Hankook iPike Rw11. Studded


----------



## 16hdsport (Jan 18, 2018)

Do you have any experience with the Cooper M&S or the Arctic claw?


----------



## midnight pumpkin (Jan 27, 2017)

The Cooper is great. The Arctic claw is fine, my truck actually came with a set mounted on wheels when i bought it from the previous owner but i sold them and went new. I've had plenty for vehicles come in and out of the shop over the years with them. They work. Definitely more of a last resort tire for me if others don't make the size i'm looking for. I remember coming across this article several years ago when a family member was looking for snow tires for his plow truck, again another F250. It was sort of an odd size and not many manufacturers covered the size.
http://www.autos.ca/winter-driving/winter-tire-review-general-tire-grabber-arctic-lt/


----------



## 16hdsport (Jan 18, 2018)

I chose to stay away from them because the tread pattern seemed so different from the other snow tires that we have spoke of. I questioned the Cooper design in regards to Packed snow and ice performance. To me it looks more like an all-terrain tire with some snow with tire characteristics. But again I'm not an expert at all.


----------



## midnight pumpkin (Jan 27, 2017)

The arctic claws i was given with the truck weren't even 10 ply. No way i was going to run that. Especially now that i carry a 8.5' XV2 with wings i swap on and off and 1,000 pounds of ballast + a 14' Ebling on the back.


----------



## 16hdsport (Jan 18, 2018)

◆ Collected data:
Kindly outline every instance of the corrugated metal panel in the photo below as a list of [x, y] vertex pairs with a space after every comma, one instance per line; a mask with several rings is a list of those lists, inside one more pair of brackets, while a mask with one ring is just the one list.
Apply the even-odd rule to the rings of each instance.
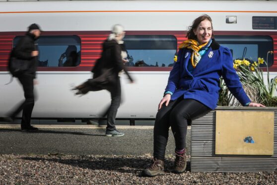
[[[273, 156], [215, 155], [215, 112], [220, 110], [274, 111]], [[192, 172], [258, 172], [277, 171], [277, 108], [218, 107], [192, 121], [191, 127]]]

◆ Stated problem 1: In the snow tire thread, why did midnight pumpkin refuse to run the Arctic Claws that came with the truck?
◆ Stated problem 2: Mark each statement yes or no according to the snow tire thread, and quote the words that decide it: (a) midnight pumpkin calls the Cooper great. (b) midnight pumpkin kept the Arctic Claws that came mounted on the truck. (c) 16hdsport thinks the Cooper looks more like an all-terrain tire.
◆ Stated problem 3: Summarize the snow tire thread in two sentences.

◆ Reply 1: They weren't even 10 ply.

◆ Reply 2:
(a) Yes: "The Cooper is great."
(b) No: "but i sold them and went new."
(c) Yes: "To me it looks more like an all-terrain tire with some snow with tire characteristics."

◆ Reply 3: 16hdsport asks about the Cooper M&S and the Arctic Claw and questions how the Cooper performs on packed snow and ice, saying its tread looks more like an all-terrain tire. midnight pumpkin calls the Cooper great and the Arctic Claw fine but a last resort, and sold the Arctic Claws that came with the truck because they weren't even 10 ply.